▶ **CHALLENGE 1**: Using the forum thread, explain why a site: search could show far fewer pages even though search traffic barely changed.
▶ **CHALLENGE 2**: From the forum thread, list every practice or factor in the numbered items near the end whose status as spam the writer wants confirmed with a yes or no.

··· PASSAGE PROVIDED

| This 249 message thread spans 9 pages: < < 249 ( 1  3 4 5 6 7 8 9 ) > > || |
|Pages Dropping Out of Big Daddy Index|
Continued from: [webmasterworld.com...]
internetheaven, you said:
|I had 20,300 pages showing for a site:www.example.com search yesterday and for the past month. Today it dropped to 509 but my traffic is still pretty constant. I normally get around 4,500 - 5,000 to that site per day and today I've already got 4,000. |
So, either Google doesn't account for even a small percentage of my traffic (which I doubt) or the way Google stores information about my site has changed. i.e. the 20,300 pages are still there, Google will only tell me about 509 of them. As far as I can tell, I think the other pages have been supplemented.
That resonated with something that I was talking about with the crawl/index team. internetheaven, was that post about the site in your profile, or a different site? Your post aligns exactly with one thing I've seen in a couple ways. It would align even more if you were talking about a different site than the one in your profile. :) If you were talking about a different site, would mind sending the site name to bostonpubcon2006 [at] gmail.com with the subject line of "crawlpages" and the name of your site, plus the handle "internetheaven"? I'd like to check the theory.
Just to give folks an update, we've been going through the feedback and noticed one thing. We've been refreshing some (but not all) of the supplemental results. One part of the supplemental indexing system didn't return any results for [site:domain.com] (that is, a site: search with no additional terms). So that would match with fewer results being reported for site: queries but traffic not changing much. The pages are available for queries matching the supplemental results, but just adding a term or stopword to site: wouldn't automatically access those supplemental results.
I'm checking with the crawl/index folks if this might factor into what people are seeing, and I should hear back later today or tomorrow. In the mean time, interested folks might want to check if their search traffic has gone up/down by a major amount, and see if there are fewer/more supplemental results for a site: search for their domain. Since folks outside Google couldn't force the supplemental results to return site: results, it needed a crawl/index person to notice that fact based on the feedback that we've gotten.
Anyone that wants to send more info along those lines to bostonpubcon2006 [at] gmail.com with the subject line "crawlpages" is welcome to. So you might send something like "I originally wrote about domain.com. I looked at my logs and haven't seen a major decrease in traffic; my traffic is about the same. I used to have about X% supplemental results, and now I hardly see any supplemental results with a site:domain.com query."
I've still got someone reading the bostonpubcon email alias, and I've worked with the Sitemaps team to exclude that as a factor. The crawl/index folks are reading portions of the feedback too; if there's more that I notice, I'll stop by to let you know.
[edited by: Brett_Tabke at 8:07 pm (utc) on May 8, 2006]
> To keep it short, how come a page that is not indexed in google to have its own PR?
The process which updates the toolbar PR is always referred to as an export, suggesting that the value is stored separately from the index. So, it could get out of step.
thanx for sharing your information with us.
You said that some of the sides have spam penalty.
For us webmasters could you please do some outlining what is spam? I donīt mean in detail.
Maybe you can just answer this questions be adding a yes/no comment?
1. pages with mostly similar content about 80% is spam
2. stand alone product pages are spam
3. linking from deeper pages to top pages is spam
4. is there spam spam factor based on pagerank ( means higher pagerank, lower danger of beeing trapping into a spam penalty )?

······
··· INFORMATION GIVEN

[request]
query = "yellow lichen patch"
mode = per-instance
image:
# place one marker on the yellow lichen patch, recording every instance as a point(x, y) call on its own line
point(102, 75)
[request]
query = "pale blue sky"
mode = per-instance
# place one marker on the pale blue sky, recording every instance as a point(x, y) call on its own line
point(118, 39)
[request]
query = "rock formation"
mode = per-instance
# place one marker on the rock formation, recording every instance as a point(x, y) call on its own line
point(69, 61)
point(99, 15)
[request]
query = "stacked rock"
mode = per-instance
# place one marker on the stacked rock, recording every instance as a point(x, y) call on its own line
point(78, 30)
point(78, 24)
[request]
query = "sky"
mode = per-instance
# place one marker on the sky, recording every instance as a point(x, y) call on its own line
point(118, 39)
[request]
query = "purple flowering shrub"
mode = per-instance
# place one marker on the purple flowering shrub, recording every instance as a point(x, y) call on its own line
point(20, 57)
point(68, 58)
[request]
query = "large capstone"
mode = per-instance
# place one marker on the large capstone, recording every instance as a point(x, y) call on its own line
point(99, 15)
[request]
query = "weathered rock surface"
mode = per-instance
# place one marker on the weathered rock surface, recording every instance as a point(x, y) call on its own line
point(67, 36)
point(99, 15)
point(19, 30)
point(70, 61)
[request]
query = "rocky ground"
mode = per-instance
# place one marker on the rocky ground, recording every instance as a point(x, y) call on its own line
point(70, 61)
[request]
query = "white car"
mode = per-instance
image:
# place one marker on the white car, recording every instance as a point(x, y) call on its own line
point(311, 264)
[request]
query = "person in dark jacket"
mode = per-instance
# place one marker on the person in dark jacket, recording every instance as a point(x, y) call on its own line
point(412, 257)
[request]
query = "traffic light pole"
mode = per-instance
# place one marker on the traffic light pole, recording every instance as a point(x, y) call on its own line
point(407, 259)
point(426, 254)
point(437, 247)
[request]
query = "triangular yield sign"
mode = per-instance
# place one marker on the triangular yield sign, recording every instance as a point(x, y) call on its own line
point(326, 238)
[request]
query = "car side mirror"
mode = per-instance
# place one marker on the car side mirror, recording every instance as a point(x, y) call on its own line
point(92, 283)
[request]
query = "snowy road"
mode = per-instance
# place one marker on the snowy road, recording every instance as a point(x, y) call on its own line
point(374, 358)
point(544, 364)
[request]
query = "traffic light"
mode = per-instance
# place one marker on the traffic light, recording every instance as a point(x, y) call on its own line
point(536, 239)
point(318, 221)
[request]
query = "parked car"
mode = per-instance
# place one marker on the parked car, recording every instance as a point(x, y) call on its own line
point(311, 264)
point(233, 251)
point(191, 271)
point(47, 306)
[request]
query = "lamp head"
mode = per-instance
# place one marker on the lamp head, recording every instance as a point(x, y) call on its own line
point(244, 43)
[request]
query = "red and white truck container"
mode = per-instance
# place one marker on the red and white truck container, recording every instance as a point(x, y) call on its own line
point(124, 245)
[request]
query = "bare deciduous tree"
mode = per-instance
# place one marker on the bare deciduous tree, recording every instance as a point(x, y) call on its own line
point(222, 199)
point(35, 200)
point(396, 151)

······

▶ **FULL ANSWER 1**: Some supplemental results were being refreshed, and one part of the supplemental indexing system returned nothing for a bare site: search with no extra terms. The pages were still available for queries matching those supplemental results, so site: counts dropped while traffic stayed about the same.

▶ **FULL ANSWER 2**:
- Pages with mostly similar content (about 80%)
- Stand-alone product pages
- Linking from deeper pages to top pages
- A spam factor based on PageRank, where higher PageRank would mean less danger of a spam penalty